What the task asks:
A faithful copy of the whole listing is the goal. Match it exactly.

Recorded data:
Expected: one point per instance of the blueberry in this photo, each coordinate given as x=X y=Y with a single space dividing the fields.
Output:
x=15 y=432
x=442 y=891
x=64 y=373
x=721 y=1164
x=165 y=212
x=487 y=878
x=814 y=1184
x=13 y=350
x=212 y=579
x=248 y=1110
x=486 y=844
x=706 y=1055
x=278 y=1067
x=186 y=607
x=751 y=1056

Answer box:
Expected: one point per instance of the blueberry in this photo, each coordinate given as x=X y=Y with a single space dividing the fields.
Output:
x=15 y=432
x=442 y=891
x=64 y=373
x=721 y=1164
x=165 y=212
x=487 y=878
x=814 y=1184
x=13 y=350
x=212 y=579
x=248 y=1110
x=486 y=844
x=706 y=1055
x=278 y=1067
x=186 y=607
x=751 y=1056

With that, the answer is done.